Entries from a point annotation set

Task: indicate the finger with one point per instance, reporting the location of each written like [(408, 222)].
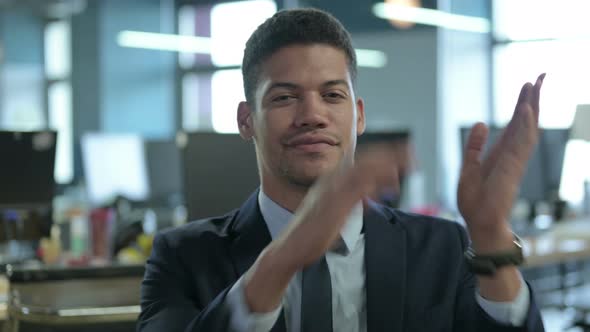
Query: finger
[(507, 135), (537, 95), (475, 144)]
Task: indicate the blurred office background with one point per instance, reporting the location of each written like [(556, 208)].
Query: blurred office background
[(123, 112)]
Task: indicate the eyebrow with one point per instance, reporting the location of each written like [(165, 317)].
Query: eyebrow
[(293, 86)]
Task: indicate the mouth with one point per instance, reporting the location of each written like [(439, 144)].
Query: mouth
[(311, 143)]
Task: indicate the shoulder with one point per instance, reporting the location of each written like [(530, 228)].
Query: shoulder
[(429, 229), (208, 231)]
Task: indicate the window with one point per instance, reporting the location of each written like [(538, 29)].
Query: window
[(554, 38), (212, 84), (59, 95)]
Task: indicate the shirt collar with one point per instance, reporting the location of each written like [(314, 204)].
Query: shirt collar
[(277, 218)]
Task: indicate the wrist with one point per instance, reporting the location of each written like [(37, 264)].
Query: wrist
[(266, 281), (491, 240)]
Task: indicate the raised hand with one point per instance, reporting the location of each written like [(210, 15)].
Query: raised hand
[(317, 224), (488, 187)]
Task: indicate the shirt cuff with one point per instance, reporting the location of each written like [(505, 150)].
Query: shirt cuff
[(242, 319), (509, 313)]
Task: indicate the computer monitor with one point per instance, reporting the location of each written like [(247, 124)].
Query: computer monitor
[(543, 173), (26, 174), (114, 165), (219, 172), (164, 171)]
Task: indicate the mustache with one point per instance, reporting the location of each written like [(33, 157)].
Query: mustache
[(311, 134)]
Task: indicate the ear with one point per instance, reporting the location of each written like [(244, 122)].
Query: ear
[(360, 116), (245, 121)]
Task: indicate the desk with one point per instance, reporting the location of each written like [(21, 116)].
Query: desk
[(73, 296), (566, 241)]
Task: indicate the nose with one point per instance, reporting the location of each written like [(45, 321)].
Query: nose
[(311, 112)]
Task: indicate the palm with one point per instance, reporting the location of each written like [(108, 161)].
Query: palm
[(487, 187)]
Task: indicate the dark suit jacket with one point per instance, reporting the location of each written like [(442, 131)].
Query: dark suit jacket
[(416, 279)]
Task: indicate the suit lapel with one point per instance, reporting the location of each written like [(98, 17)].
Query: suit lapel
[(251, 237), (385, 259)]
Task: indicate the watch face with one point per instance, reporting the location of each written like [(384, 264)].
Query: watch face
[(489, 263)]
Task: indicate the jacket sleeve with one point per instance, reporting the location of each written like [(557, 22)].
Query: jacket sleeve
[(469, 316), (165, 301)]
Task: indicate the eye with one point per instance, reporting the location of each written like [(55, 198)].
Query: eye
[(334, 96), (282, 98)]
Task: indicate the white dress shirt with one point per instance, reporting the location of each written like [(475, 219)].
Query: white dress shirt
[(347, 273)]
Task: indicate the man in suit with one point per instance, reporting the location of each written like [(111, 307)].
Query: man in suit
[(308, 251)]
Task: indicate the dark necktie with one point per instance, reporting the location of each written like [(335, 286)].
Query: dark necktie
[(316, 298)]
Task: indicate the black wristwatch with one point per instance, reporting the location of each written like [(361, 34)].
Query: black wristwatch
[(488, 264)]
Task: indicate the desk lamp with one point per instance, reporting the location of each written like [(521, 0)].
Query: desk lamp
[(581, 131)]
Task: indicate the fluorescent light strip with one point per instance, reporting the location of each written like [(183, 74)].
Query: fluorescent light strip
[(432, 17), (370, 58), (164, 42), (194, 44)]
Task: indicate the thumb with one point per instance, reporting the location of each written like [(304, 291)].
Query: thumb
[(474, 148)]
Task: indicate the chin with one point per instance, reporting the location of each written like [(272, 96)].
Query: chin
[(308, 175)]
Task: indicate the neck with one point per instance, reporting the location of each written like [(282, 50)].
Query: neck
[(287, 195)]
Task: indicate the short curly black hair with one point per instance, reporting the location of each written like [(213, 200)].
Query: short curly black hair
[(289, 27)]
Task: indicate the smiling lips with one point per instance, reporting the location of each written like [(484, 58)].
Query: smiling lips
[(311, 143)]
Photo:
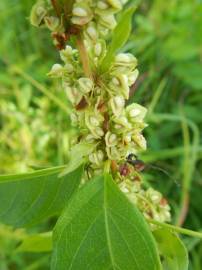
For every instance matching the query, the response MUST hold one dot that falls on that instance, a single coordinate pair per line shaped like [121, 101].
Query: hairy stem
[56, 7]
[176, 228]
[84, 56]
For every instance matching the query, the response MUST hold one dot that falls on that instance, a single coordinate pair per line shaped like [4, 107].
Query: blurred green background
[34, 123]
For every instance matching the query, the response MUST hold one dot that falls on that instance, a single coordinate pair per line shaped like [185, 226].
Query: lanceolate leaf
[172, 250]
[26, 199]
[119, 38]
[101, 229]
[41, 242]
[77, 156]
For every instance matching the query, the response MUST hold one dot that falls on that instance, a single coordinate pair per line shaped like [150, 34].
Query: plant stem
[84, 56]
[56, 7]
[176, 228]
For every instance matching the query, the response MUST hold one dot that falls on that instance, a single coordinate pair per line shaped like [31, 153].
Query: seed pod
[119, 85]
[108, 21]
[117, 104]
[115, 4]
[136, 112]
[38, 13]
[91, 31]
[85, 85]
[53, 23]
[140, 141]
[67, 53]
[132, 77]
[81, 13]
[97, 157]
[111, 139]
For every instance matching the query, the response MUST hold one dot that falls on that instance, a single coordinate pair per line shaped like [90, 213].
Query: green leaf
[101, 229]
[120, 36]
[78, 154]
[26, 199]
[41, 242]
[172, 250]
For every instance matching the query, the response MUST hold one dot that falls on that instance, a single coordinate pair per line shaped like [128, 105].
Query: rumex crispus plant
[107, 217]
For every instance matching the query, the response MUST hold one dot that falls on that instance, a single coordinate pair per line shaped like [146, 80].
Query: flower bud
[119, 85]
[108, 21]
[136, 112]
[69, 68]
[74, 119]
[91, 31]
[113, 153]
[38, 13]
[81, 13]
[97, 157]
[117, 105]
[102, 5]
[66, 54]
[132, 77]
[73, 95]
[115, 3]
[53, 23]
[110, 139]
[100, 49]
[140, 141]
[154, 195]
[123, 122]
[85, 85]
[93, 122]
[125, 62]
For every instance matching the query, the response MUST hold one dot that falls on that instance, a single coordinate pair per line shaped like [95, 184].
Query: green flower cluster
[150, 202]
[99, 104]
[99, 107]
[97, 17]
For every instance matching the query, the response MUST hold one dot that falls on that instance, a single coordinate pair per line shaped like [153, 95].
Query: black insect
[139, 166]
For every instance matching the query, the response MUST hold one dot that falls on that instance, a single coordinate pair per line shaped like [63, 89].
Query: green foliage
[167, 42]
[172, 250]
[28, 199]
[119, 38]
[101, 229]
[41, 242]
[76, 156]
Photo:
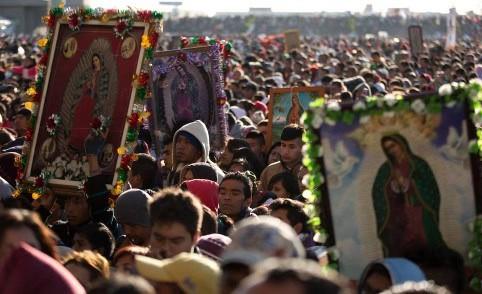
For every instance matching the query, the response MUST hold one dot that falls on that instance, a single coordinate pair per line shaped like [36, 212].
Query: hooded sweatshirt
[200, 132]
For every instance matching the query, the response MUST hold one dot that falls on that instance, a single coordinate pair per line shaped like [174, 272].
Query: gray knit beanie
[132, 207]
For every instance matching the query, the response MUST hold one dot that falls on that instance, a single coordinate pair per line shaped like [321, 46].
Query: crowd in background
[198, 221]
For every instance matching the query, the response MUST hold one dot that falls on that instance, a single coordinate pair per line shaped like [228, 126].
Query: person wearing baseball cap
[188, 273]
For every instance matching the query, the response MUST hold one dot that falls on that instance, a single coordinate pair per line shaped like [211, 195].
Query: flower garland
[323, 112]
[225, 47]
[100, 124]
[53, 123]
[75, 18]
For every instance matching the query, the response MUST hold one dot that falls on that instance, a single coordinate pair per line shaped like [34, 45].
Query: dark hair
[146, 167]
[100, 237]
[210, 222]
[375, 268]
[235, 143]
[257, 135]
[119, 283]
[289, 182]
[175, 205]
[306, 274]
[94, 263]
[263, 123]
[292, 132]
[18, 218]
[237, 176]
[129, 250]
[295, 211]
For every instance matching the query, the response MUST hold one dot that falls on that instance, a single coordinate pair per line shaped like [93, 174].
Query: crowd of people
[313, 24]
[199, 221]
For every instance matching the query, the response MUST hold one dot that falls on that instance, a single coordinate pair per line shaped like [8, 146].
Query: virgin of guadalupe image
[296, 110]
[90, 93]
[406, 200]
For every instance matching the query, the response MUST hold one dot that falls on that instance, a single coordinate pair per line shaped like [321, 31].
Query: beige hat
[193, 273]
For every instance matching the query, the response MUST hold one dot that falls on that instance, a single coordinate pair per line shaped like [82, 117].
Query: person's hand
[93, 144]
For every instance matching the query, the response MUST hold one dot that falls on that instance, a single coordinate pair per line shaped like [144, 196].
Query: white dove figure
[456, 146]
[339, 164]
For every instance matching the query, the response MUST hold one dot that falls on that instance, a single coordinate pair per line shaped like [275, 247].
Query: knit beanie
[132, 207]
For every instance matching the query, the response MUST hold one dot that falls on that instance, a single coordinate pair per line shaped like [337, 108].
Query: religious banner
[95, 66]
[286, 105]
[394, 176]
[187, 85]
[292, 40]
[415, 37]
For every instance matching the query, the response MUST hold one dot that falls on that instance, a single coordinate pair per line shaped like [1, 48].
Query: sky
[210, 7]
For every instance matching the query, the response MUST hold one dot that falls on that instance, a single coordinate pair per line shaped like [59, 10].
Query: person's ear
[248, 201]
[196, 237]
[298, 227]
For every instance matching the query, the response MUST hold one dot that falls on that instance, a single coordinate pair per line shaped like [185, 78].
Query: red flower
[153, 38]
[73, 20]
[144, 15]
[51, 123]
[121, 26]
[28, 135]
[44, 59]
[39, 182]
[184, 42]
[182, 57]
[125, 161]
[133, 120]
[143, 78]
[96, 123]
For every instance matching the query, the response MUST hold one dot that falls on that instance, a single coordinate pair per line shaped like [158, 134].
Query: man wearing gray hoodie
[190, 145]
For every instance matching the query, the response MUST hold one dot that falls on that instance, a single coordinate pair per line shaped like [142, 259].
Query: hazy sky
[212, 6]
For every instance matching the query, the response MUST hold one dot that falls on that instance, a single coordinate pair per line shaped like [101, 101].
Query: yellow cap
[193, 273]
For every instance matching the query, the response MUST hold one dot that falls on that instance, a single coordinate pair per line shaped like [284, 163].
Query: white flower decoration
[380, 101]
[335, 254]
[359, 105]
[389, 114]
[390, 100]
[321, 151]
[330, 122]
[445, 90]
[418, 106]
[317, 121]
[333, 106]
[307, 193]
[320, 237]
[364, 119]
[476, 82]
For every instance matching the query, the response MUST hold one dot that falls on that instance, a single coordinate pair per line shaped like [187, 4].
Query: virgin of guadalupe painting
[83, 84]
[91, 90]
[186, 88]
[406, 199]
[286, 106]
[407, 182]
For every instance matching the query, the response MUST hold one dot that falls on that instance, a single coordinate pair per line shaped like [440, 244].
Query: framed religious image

**What to do**
Retype the entries above without any changes, starting at the line with "Task: indicate the nose" and continuing through the line with "[(581, 131)]", both ends included.

**Answer to this task**
Task: indicate the nose with one point per instance, reporting the location of each written like [(45, 321)].
Query: nose
[(311, 112)]
Task: indicate the palm with one point per instance, reporting the location of each written like [(108, 161)].
Query: palm
[(487, 187)]
Task: indicate the dark suit jacket with one point per instance, reporting the location of each written like [(442, 131)].
Query: dark suit jacket
[(416, 279)]
Task: indicate the suit lapel with one point per instance, reporting the location of each written like [(98, 17)].
Query: suit lapel
[(251, 237), (385, 259)]
Task: indicate the watch face with one point per instance, reporting the location of each written like [(384, 264)].
Query: watch face
[(489, 263)]
Task: indicate the jacket sleeve with one point per instance, reporting the location of each written like [(557, 22)].
Query: jacket sleeve
[(469, 316), (165, 301)]
Task: indicate the eye with one point per instance, reporting the location of each written like [(55, 198)].
Query: eye
[(334, 96), (282, 98)]
Task: indicate the white dress shirt with one point per instance, reporting the location of each written like [(475, 219)].
Query: white dress shirt
[(347, 273)]
Task: indicate the man in suit with one point per instance, reporting the location of each written like [(111, 307)].
Query: man in suit
[(308, 251)]
Task: indicate the dark necktie with one point per instance, reporting the location of each written like [(335, 286)].
Query: dark necktie
[(316, 298)]
Task: indicate the black wristwatch with one point per instance, reporting the location of each written like [(361, 34)].
Query: black wristwatch
[(488, 264)]
Task: indicate the desk lamp with one point per instance, reporting the location of each written like [(521, 0)].
Query: desk lamp
[(581, 131)]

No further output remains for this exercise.